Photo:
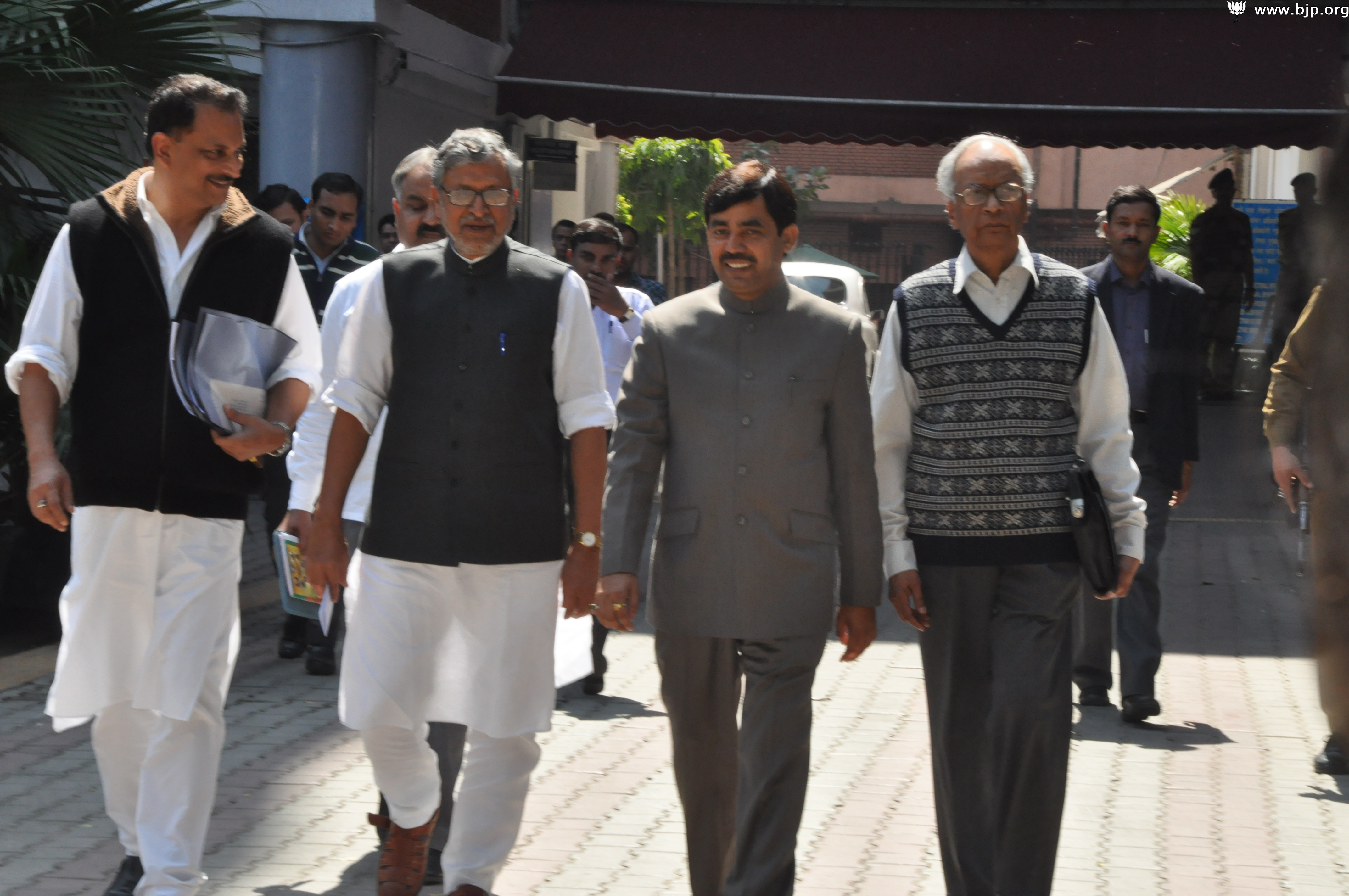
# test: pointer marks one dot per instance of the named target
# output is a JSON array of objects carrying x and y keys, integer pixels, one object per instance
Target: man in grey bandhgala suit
[{"x": 753, "y": 393}]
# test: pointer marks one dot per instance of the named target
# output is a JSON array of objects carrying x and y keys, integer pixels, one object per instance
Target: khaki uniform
[{"x": 1284, "y": 416}]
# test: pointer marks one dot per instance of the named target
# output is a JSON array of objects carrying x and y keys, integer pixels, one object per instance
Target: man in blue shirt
[{"x": 1155, "y": 319}]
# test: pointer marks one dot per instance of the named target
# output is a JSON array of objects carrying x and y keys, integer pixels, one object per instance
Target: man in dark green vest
[{"x": 154, "y": 500}]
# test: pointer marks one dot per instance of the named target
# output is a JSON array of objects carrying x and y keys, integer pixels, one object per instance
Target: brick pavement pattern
[{"x": 1219, "y": 797}]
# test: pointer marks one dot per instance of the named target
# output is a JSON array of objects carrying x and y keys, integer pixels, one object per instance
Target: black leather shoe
[
  {"x": 1094, "y": 697},
  {"x": 1138, "y": 708},
  {"x": 292, "y": 639},
  {"x": 320, "y": 660},
  {"x": 130, "y": 874},
  {"x": 1332, "y": 760},
  {"x": 435, "y": 874}
]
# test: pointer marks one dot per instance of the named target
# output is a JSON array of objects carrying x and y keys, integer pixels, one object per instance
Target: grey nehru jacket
[{"x": 761, "y": 415}]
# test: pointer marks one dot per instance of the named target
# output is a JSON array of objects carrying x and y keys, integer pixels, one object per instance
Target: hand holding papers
[
  {"x": 297, "y": 594},
  {"x": 224, "y": 360}
]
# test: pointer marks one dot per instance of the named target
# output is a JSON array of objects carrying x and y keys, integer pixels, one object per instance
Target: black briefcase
[{"x": 1092, "y": 529}]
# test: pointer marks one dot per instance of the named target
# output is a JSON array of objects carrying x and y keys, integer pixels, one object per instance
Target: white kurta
[
  {"x": 1100, "y": 399},
  {"x": 469, "y": 644},
  {"x": 617, "y": 338},
  {"x": 149, "y": 593}
]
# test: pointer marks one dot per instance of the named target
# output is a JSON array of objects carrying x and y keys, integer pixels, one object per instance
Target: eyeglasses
[
  {"x": 1005, "y": 193},
  {"x": 495, "y": 196}
]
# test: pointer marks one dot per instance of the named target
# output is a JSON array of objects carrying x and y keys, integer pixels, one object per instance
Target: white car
[{"x": 842, "y": 285}]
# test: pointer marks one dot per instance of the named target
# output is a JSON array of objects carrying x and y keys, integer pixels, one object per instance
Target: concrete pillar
[{"x": 317, "y": 100}]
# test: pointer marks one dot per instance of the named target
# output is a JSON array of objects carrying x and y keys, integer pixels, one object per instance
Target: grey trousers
[
  {"x": 742, "y": 789},
  {"x": 996, "y": 662},
  {"x": 1135, "y": 619}
]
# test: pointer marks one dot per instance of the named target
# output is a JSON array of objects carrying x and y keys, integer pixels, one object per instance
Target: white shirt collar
[{"x": 965, "y": 266}]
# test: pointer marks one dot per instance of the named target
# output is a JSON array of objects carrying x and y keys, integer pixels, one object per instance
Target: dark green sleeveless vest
[{"x": 471, "y": 469}]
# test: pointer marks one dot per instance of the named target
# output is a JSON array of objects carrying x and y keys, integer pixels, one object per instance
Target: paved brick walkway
[{"x": 1217, "y": 798}]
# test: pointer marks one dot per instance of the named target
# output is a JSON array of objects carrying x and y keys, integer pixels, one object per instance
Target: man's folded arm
[
  {"x": 1106, "y": 442},
  {"x": 853, "y": 477},
  {"x": 635, "y": 462},
  {"x": 893, "y": 400}
]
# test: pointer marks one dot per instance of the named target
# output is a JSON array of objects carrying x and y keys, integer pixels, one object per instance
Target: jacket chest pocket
[{"x": 804, "y": 390}]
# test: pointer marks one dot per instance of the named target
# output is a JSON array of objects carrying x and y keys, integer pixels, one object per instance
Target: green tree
[
  {"x": 807, "y": 185},
  {"x": 662, "y": 185},
  {"x": 1173, "y": 248}
]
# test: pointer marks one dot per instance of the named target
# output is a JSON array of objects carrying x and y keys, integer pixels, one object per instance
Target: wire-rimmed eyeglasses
[
  {"x": 980, "y": 195},
  {"x": 495, "y": 196}
]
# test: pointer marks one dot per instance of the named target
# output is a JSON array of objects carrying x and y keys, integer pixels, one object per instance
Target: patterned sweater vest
[{"x": 995, "y": 432}]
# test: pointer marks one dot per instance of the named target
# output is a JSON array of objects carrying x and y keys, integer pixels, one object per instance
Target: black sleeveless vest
[
  {"x": 133, "y": 443},
  {"x": 471, "y": 469}
]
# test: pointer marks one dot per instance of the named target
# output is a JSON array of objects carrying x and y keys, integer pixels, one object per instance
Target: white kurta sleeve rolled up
[
  {"x": 1100, "y": 397},
  {"x": 305, "y": 462}
]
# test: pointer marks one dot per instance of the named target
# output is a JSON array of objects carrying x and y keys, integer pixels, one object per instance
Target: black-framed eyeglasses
[
  {"x": 497, "y": 196},
  {"x": 1005, "y": 193}
]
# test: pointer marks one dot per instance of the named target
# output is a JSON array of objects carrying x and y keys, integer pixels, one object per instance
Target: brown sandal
[{"x": 402, "y": 864}]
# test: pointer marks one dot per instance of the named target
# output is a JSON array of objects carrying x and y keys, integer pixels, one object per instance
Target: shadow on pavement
[
  {"x": 605, "y": 708},
  {"x": 358, "y": 878},
  {"x": 1101, "y": 724},
  {"x": 1335, "y": 795}
]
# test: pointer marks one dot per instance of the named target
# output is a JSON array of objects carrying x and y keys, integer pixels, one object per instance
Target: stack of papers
[{"x": 224, "y": 360}]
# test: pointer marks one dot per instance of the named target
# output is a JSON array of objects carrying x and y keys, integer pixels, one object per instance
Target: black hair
[
  {"x": 336, "y": 183},
  {"x": 173, "y": 106},
  {"x": 745, "y": 183},
  {"x": 1136, "y": 193},
  {"x": 597, "y": 230},
  {"x": 277, "y": 195}
]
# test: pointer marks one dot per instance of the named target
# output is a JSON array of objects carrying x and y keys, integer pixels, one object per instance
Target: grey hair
[
  {"x": 946, "y": 171},
  {"x": 413, "y": 161},
  {"x": 477, "y": 145}
]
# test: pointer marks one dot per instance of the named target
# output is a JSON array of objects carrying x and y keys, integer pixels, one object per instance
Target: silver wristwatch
[{"x": 291, "y": 439}]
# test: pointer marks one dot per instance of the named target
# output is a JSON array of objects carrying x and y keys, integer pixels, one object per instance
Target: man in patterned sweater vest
[{"x": 996, "y": 369}]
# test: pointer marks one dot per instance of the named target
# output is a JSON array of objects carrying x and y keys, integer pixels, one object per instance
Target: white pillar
[{"x": 317, "y": 99}]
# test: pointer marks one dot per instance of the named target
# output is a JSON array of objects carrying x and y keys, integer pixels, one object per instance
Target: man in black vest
[
  {"x": 154, "y": 500},
  {"x": 485, "y": 356},
  {"x": 1155, "y": 319},
  {"x": 996, "y": 369}
]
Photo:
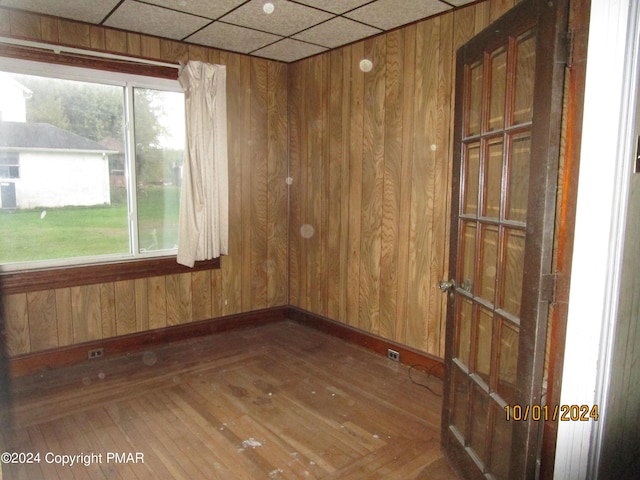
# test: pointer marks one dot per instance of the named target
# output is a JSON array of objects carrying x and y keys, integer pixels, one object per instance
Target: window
[
  {"x": 9, "y": 165},
  {"x": 95, "y": 161}
]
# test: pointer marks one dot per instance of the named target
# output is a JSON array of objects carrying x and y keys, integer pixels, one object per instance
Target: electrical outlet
[
  {"x": 96, "y": 353},
  {"x": 393, "y": 355}
]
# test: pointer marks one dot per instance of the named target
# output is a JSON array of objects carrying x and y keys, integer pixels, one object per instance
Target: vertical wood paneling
[
  {"x": 336, "y": 284},
  {"x": 258, "y": 187},
  {"x": 156, "y": 289},
  {"x": 295, "y": 93},
  {"x": 314, "y": 235},
  {"x": 201, "y": 294},
  {"x": 372, "y": 185},
  {"x": 355, "y": 182},
  {"x": 443, "y": 168},
  {"x": 252, "y": 276},
  {"x": 17, "y": 324},
  {"x": 142, "y": 306},
  {"x": 43, "y": 329},
  {"x": 404, "y": 217},
  {"x": 364, "y": 176},
  {"x": 179, "y": 308},
  {"x": 231, "y": 266},
  {"x": 392, "y": 183},
  {"x": 64, "y": 316},
  {"x": 125, "y": 303},
  {"x": 277, "y": 159},
  {"x": 388, "y": 137},
  {"x": 86, "y": 313},
  {"x": 422, "y": 197},
  {"x": 108, "y": 306},
  {"x": 245, "y": 182}
]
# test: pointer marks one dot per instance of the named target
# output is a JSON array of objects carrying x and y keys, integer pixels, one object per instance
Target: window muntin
[
  {"x": 113, "y": 192},
  {"x": 9, "y": 165}
]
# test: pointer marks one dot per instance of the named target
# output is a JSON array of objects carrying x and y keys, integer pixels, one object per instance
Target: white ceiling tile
[
  {"x": 289, "y": 50},
  {"x": 387, "y": 14},
  {"x": 205, "y": 8},
  {"x": 336, "y": 6},
  {"x": 144, "y": 18},
  {"x": 91, "y": 11},
  {"x": 233, "y": 38},
  {"x": 287, "y": 19},
  {"x": 337, "y": 31}
]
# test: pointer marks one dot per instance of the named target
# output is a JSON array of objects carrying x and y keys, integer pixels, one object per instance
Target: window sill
[{"x": 64, "y": 277}]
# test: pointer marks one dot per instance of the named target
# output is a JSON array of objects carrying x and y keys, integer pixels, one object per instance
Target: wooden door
[{"x": 506, "y": 141}]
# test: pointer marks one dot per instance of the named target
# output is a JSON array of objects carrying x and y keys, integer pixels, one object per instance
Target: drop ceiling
[{"x": 292, "y": 31}]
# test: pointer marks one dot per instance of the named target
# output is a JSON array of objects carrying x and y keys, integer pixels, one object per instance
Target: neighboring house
[
  {"x": 12, "y": 99},
  {"x": 44, "y": 166}
]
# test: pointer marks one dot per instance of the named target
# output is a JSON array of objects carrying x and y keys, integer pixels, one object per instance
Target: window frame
[{"x": 58, "y": 273}]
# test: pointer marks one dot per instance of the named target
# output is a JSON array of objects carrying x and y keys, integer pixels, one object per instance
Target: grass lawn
[{"x": 49, "y": 233}]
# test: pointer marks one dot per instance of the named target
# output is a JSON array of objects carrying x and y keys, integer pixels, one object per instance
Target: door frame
[
  {"x": 538, "y": 289},
  {"x": 612, "y": 67}
]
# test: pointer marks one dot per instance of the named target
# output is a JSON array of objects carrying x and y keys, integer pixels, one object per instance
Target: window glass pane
[
  {"x": 471, "y": 179},
  {"x": 68, "y": 155},
  {"x": 483, "y": 344},
  {"x": 493, "y": 178},
  {"x": 518, "y": 187},
  {"x": 469, "y": 230},
  {"x": 159, "y": 133},
  {"x": 513, "y": 271},
  {"x": 474, "y": 121},
  {"x": 463, "y": 339},
  {"x": 59, "y": 201},
  {"x": 489, "y": 259}
]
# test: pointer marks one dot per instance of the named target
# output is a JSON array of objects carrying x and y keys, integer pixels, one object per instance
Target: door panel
########################################
Goal of the exercise:
The response should be an exact copy of the lines from the one with "Target: neighboring house" through the end of the data, with no other text.

Solution to the problem:
Target: neighboring house
[
  {"x": 12, "y": 99},
  {"x": 44, "y": 166}
]
# test: pointer marks one dot per instance of the named target
# output is a JSON array of objects carrying x and y keys, integer pixels, one object per instance
Target: window frame
[{"x": 58, "y": 273}]
# test: pointer marks one dot per instance of the named target
# output is a JSON array of objects carrying x and y keys, integer pixels, one object per instance
Target: grass lawn
[{"x": 49, "y": 233}]
# test: pointer marks one dot per instance of the named target
# output is a JSON array of objects carrying x and y keys, integer pixels, one object per instance
Target: door frame
[
  {"x": 538, "y": 289},
  {"x": 612, "y": 67}
]
# test: pointer marks one dot per instance of the named target
# output is a JSON array of objects carrying x and y keys, integer pixels, one object per instance
Target: window glass pane
[
  {"x": 471, "y": 179},
  {"x": 68, "y": 155},
  {"x": 483, "y": 344},
  {"x": 493, "y": 178},
  {"x": 518, "y": 187},
  {"x": 469, "y": 230},
  {"x": 159, "y": 133},
  {"x": 513, "y": 271},
  {"x": 474, "y": 121},
  {"x": 463, "y": 339},
  {"x": 59, "y": 201},
  {"x": 489, "y": 259}
]
# test: pointer marks one dot per instance of the named target
# output is a JSON array of objects carrying x and y keys, integer pixels, one object per instance
Target: door panel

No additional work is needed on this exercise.